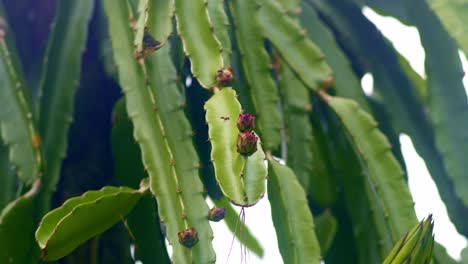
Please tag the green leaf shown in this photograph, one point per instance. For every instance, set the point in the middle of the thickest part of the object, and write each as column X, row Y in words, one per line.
column 304, row 57
column 452, row 14
column 200, row 43
column 128, row 167
column 296, row 105
column 359, row 196
column 257, row 68
column 170, row 102
column 17, row 127
column 291, row 6
column 292, row 218
column 346, row 83
column 144, row 224
column 241, row 179
column 407, row 113
column 448, row 104
column 384, row 171
column 158, row 153
column 81, row 218
column 221, row 25
column 326, row 226
column 60, row 79
column 238, row 228
column 7, row 177
column 395, row 9
column 17, row 230
column 160, row 20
=======
Work task:
Would you return the whole listing above exactly as written, skipping any image?

Answer space:
Please tag the green leaf shown in this photograph, one point per instance. For every instance, set the point in the middle of the thickest part of the object, and write each as column X, row Y in words, one per line.
column 304, row 57
column 452, row 14
column 200, row 43
column 128, row 167
column 296, row 105
column 359, row 196
column 257, row 68
column 170, row 102
column 17, row 127
column 291, row 6
column 292, row 218
column 346, row 83
column 144, row 224
column 241, row 179
column 407, row 113
column 448, row 104
column 384, row 171
column 158, row 153
column 81, row 218
column 221, row 25
column 326, row 226
column 60, row 79
column 238, row 228
column 7, row 177
column 395, row 9
column 17, row 230
column 160, row 20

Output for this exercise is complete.